# The records
>> Begin

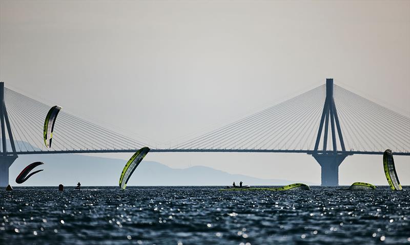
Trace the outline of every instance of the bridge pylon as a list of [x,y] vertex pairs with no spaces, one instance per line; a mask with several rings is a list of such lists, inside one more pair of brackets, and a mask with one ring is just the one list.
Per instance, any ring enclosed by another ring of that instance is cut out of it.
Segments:
[[[13,134],[9,121],[7,109],[4,102],[4,83],[0,82],[0,121],[1,122],[2,147],[0,152],[0,186],[9,184],[9,168],[18,157],[13,139]],[[8,152],[6,133],[11,146],[11,151]]]
[[[330,135],[329,124],[331,126]],[[327,139],[329,135],[332,137],[331,150],[327,149]],[[319,149],[321,139],[322,139],[323,142],[323,148],[321,150]],[[337,150],[338,144],[341,148],[341,151]],[[352,154],[346,152],[344,147],[340,123],[333,98],[333,79],[326,79],[326,99],[315,144],[315,149],[312,155],[321,167],[321,185],[339,185],[339,166],[346,157]]]

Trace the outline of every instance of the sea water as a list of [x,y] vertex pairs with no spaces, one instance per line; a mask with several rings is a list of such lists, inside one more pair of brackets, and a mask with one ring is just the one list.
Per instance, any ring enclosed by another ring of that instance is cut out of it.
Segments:
[[410,244],[407,191],[220,187],[1,190],[0,243]]

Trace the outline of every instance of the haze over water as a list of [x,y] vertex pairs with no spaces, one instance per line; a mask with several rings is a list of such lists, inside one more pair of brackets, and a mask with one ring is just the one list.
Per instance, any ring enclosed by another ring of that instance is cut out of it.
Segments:
[[280,192],[73,188],[0,191],[0,243],[410,244],[410,195],[387,186]]

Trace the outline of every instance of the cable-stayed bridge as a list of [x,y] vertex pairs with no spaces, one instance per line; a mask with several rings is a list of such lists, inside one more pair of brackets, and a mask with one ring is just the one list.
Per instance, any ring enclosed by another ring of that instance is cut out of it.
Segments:
[[64,111],[58,115],[53,146],[43,139],[51,105],[0,83],[0,186],[19,155],[135,152],[270,152],[312,155],[322,168],[322,185],[338,184],[338,167],[348,156],[410,156],[410,118],[327,79],[325,84],[259,112],[168,148],[153,147]]

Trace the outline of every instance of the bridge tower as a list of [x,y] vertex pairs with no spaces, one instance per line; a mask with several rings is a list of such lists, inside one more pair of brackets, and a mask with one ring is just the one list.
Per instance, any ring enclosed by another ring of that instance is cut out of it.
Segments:
[[[0,82],[0,121],[1,121],[2,133],[2,147],[0,152],[0,186],[6,186],[9,184],[9,168],[17,159],[18,156],[16,153],[9,116],[4,102],[4,83],[3,82]],[[6,128],[11,146],[11,152],[7,151]]]
[[[331,150],[330,149],[329,150],[327,149],[329,123],[330,123],[330,134],[332,136],[333,148]],[[337,130],[337,135],[336,133],[336,130]],[[319,150],[319,145],[322,135],[323,148],[321,150]],[[338,139],[338,142],[337,139]],[[341,148],[341,150],[338,151],[338,144]],[[340,123],[339,122],[335,100],[333,98],[333,79],[326,79],[326,99],[315,144],[315,149],[312,155],[322,168],[321,185],[339,185],[339,166],[346,157],[352,154],[346,152],[344,147]]]

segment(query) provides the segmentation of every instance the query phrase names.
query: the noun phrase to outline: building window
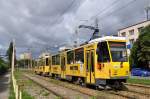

>> End

# Your task
Put every line of the items above into a numbered list, skipping the blank lines and leaving out the pictures.

# Task response
1. Trace the outline of every instance of the bridge pylon as a list of [x,y] vertex pairs with no spaces, one instance per line; a mask with several rings is a list of such lists, inside one more pair of brackets, and a mask with one ring is just the one list.
2. Per instance, any ring enclosed by another ring of that instance is cut out of it.
3. Segments:
4. [[[13,134],[9,121],[7,109],[4,102],[4,83],[0,82],[0,121],[1,122],[2,147],[0,152],[0,186],[9,184],[9,168],[18,157],[13,139]],[[8,152],[6,133],[11,146],[11,151]]]
5. [[[330,135],[329,124],[331,126]],[[327,139],[329,135],[332,137],[331,150],[327,149]],[[319,149],[321,139],[322,139],[323,142],[323,148],[321,150]],[[337,150],[338,144],[341,148],[341,151]],[[352,154],[346,152],[344,147],[340,123],[333,98],[333,79],[326,79],[326,99],[315,144],[315,149],[312,155],[321,167],[321,185],[339,185],[339,166],[346,157]]]
6. Trace the outline of every instance of the sea water as a list of [x,y] vertex pairs with no spaces, one instance per line; a mask with several rings is a list of such lists, inside one more pair of brackets, and a mask with one ring is just the one list.
7. Per instance, any ring enclosed by another ring of that instance is cut out of it.
8. Segments:
9. [[410,244],[407,191],[220,187],[1,190],[0,243]]
10. Trace the outline of every instance of the haze over water as a list of [x,y] vertex pairs with no spaces, one instance per line; a mask with several rings is a list of such lists, inside one more pair of brackets, and a mask with one ring is just the one list.
11. Per instance, any ring enclosed by another ring of that instance is cut out of it.
12. Segments:
13. [[280,192],[73,188],[0,191],[0,243],[410,244],[410,195],[387,186]]
14. Trace the outline of every instance of the cable-stayed bridge as a list of [x,y] vertex pairs with no spaces, one instance per line; a mask with several rings is a list of such lists, inside one more pair of brackets, and a mask with one ring is just the one list.
15. Per instance, any ring enclosed by another ring of that instance is cut out of it.
16. Segments:
17. [[64,111],[58,115],[53,146],[43,139],[51,105],[0,83],[0,186],[19,155],[135,152],[270,152],[312,155],[322,168],[322,185],[338,184],[338,167],[348,156],[410,156],[410,118],[327,79],[325,84],[259,112],[168,148],[153,147]]
18. Trace the outline of every instance of the bridge tower as a list of [x,y] vertex pairs with no spaces, one instance per line; a mask with several rings is a list of such lists, inside one more pair of brackets, and a mask with one ring is just the one list.
19. Per instance, any ring enclosed by another ring of that instance is cut out of it.
20. Segments:
21. [[[0,82],[0,121],[1,121],[2,133],[2,147],[0,152],[0,186],[6,186],[9,184],[9,168],[17,159],[18,156],[16,153],[9,116],[4,102],[4,83],[3,82]],[[6,128],[11,146],[11,152],[7,151]]]
22. [[[331,150],[330,149],[329,150],[327,149],[329,123],[330,123],[330,134],[332,136],[333,148]],[[337,130],[337,135],[336,133],[336,130]],[[319,150],[319,145],[322,135],[323,148],[321,150]],[[338,139],[338,142],[337,139]],[[341,148],[341,150],[338,151],[338,144]],[[340,123],[339,122],[335,100],[333,98],[333,79],[326,79],[326,99],[315,144],[315,149],[312,155],[322,168],[321,185],[339,185],[339,166],[346,157],[352,154],[346,152],[344,147]]]
23. segment(query) provides the segmentation of every instance the query phrase names.
24. query: the noun phrase to outline: building window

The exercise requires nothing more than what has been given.